• Aufgabenziel
Zähle bitte die Zeilen im folgenden Material, in denen die Zeichenfolge „pole“ vorkommt, und achte dabei auf Groß- und Kleinschreibung. Nenne nur die Anzahl.

--- Übungsdaten ---

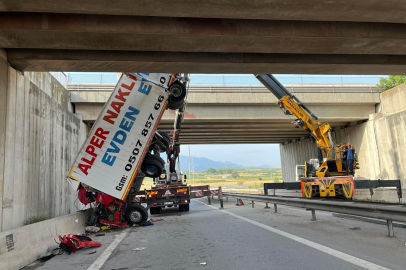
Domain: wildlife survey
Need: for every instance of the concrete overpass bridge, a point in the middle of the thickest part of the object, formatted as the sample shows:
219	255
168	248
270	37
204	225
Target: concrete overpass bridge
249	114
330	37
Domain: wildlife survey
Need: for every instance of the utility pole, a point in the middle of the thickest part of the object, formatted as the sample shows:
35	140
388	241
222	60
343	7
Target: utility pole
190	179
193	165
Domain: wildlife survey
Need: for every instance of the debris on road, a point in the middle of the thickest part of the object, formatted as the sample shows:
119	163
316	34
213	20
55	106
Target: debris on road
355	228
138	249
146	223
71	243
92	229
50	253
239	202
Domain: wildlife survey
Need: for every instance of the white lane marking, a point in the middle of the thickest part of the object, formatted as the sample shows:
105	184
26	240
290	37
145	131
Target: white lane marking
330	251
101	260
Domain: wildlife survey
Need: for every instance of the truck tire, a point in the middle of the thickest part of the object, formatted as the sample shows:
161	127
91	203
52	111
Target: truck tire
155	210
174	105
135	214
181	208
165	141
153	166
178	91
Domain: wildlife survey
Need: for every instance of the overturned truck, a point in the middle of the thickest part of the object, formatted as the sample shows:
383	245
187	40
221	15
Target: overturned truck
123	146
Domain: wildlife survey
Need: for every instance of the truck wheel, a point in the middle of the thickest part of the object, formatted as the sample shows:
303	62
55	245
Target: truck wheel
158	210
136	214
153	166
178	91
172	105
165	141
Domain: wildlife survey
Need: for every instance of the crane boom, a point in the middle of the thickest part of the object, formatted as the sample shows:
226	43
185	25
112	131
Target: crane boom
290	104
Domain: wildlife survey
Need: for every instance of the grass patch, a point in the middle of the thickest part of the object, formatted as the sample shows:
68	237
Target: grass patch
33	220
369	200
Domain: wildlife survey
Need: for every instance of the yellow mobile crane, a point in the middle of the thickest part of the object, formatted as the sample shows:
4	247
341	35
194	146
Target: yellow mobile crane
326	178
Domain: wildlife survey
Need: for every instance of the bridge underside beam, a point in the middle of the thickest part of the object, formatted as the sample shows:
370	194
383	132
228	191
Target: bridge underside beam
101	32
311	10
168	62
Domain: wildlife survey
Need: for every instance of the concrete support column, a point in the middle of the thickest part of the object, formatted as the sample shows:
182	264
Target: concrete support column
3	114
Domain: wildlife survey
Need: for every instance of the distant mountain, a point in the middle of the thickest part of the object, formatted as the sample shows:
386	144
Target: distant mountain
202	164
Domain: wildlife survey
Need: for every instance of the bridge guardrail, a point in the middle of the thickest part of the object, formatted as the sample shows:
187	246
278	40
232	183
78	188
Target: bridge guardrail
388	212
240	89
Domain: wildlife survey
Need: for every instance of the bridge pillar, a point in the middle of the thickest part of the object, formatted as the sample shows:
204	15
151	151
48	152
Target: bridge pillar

---
--- Übungsdaten ---

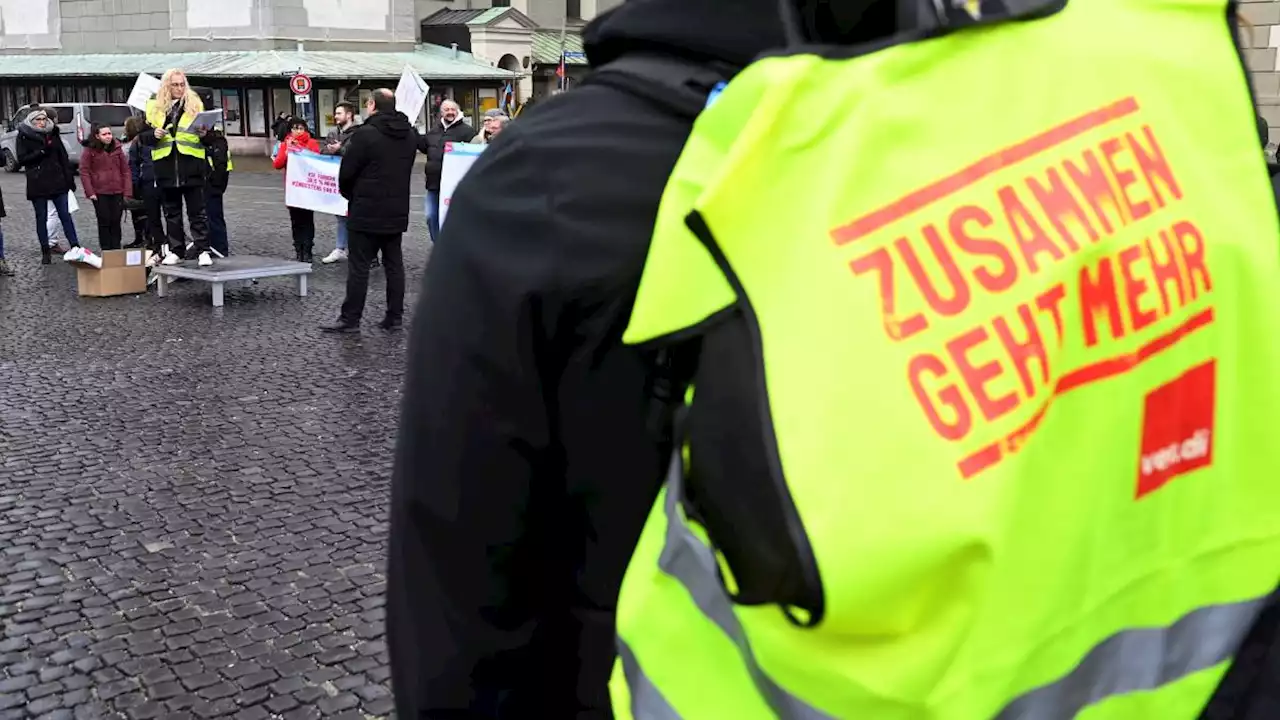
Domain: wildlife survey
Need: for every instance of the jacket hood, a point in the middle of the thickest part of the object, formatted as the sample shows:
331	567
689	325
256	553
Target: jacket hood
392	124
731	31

---

• Vollständige Ausgabe
2